╭─ WORKING DATA

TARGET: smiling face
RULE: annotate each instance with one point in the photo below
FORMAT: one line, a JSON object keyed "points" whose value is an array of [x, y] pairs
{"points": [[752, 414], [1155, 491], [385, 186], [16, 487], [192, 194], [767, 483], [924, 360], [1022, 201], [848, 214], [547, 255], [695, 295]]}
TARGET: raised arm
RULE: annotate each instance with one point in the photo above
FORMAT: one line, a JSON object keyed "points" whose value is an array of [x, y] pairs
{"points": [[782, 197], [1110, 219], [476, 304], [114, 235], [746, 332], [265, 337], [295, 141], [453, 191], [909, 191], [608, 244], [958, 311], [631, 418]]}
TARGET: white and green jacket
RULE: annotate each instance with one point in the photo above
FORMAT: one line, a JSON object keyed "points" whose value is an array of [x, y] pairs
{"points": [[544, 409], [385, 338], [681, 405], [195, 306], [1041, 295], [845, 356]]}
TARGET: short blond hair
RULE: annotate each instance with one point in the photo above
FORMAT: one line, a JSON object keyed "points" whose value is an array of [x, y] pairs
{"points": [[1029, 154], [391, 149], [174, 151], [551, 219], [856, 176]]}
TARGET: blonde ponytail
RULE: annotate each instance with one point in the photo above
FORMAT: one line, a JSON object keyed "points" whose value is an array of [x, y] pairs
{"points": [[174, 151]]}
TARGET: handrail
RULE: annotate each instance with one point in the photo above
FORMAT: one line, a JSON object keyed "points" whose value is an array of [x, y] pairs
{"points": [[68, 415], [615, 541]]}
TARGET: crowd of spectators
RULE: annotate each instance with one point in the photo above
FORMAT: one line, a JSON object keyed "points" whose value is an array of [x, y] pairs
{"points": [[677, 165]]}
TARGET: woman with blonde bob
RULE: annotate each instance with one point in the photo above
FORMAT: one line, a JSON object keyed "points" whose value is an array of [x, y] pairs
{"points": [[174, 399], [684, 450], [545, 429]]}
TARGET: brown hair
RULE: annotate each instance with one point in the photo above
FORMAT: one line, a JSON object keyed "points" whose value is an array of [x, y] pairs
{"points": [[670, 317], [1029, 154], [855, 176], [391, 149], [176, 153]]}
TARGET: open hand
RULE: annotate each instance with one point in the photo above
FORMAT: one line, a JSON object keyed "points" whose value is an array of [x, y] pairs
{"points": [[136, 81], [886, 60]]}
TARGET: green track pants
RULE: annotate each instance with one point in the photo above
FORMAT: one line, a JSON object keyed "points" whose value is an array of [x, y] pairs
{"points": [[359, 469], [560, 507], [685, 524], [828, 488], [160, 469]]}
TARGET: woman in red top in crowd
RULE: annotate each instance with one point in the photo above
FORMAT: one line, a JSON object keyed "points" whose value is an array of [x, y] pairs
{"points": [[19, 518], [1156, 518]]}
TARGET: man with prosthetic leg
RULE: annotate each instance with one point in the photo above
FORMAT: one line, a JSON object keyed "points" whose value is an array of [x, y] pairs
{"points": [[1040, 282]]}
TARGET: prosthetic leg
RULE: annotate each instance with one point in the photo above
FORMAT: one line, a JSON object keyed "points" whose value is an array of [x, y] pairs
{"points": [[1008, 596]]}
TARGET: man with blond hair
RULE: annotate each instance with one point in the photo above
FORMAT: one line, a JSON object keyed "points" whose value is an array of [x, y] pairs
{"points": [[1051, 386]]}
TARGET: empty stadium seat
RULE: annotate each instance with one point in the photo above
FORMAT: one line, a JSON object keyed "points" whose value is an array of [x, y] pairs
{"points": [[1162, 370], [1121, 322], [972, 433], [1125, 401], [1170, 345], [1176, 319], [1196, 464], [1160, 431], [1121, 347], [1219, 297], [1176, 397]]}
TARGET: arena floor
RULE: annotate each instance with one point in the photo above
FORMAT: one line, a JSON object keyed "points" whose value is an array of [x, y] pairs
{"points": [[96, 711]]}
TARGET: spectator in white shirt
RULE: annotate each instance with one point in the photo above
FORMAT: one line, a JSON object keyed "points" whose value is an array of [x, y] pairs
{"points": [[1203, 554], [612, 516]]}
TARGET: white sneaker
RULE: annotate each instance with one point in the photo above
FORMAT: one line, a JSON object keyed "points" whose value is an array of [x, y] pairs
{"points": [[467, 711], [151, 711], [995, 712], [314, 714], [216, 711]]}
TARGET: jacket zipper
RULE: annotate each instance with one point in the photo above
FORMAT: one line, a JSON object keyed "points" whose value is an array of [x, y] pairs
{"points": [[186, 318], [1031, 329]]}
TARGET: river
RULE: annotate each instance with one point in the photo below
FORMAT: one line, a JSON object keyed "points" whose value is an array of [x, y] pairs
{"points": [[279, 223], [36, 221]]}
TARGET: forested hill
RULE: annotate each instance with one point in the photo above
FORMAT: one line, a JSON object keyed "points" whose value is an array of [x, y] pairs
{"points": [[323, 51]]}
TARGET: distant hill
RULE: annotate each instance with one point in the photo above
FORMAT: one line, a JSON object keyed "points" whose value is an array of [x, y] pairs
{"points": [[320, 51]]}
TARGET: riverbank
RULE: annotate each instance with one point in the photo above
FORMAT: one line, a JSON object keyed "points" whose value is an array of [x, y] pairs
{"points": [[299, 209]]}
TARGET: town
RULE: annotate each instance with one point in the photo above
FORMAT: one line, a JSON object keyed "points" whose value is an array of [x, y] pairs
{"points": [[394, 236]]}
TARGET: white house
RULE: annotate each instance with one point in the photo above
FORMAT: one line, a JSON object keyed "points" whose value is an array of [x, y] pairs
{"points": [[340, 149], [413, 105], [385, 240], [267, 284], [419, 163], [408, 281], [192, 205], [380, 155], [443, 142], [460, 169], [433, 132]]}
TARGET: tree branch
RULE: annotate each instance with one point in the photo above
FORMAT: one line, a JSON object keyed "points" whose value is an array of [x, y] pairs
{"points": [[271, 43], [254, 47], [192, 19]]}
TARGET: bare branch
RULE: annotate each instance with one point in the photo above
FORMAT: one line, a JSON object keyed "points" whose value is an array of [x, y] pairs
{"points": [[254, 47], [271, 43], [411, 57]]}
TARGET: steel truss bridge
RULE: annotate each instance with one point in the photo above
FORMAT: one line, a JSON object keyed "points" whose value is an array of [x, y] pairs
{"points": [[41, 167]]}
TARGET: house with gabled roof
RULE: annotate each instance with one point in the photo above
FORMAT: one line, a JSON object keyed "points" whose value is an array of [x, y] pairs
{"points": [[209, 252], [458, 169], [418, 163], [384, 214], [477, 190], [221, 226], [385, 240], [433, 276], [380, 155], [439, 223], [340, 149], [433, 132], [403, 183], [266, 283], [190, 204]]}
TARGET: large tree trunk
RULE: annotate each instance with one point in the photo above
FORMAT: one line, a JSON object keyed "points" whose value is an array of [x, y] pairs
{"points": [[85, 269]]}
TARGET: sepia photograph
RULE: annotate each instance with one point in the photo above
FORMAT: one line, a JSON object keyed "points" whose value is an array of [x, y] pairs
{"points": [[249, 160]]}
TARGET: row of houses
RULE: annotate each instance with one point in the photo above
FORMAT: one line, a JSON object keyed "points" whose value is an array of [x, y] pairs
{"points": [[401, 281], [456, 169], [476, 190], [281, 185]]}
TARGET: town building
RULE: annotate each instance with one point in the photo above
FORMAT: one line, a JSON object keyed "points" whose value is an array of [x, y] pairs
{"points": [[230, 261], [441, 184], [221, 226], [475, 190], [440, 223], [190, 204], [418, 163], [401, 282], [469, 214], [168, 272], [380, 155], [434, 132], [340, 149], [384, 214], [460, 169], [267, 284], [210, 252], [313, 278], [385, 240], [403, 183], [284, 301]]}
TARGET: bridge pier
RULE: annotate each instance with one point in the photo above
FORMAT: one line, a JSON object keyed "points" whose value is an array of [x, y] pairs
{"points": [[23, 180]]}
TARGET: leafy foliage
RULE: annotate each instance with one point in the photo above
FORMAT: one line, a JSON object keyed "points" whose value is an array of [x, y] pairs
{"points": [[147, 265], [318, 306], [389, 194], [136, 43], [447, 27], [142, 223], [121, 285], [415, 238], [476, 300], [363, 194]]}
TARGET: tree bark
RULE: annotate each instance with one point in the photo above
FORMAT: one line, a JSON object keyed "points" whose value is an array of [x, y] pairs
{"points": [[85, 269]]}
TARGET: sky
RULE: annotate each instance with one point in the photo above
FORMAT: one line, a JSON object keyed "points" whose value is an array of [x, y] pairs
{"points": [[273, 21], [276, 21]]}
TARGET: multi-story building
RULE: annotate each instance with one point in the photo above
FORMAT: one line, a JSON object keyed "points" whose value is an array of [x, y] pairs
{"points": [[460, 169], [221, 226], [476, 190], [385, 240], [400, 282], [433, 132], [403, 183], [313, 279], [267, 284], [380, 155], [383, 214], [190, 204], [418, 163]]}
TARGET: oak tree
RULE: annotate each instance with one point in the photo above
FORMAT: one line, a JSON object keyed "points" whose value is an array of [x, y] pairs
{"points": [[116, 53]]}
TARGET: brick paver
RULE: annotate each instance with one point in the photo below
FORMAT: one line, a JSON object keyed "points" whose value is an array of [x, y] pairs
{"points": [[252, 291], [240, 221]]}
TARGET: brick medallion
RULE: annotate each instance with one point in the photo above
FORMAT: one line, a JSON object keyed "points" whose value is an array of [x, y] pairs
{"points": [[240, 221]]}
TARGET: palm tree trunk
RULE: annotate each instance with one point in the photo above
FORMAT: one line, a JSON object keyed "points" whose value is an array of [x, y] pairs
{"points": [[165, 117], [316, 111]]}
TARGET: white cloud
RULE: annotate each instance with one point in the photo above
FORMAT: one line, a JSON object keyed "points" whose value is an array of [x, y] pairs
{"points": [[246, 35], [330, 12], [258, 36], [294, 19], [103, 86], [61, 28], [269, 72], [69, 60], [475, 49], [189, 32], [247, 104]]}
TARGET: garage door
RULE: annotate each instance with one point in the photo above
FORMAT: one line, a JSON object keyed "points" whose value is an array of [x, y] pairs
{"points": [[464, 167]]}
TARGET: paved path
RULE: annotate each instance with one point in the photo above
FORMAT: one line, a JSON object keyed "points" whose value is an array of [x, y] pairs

╰─

Please copy out every line of the preceding listing that carries "white".

TARGET: white and green jacket
TARGET: spectator in white shirt
TARGET: white sneaker
TARGET: white house
TARGET: white cloud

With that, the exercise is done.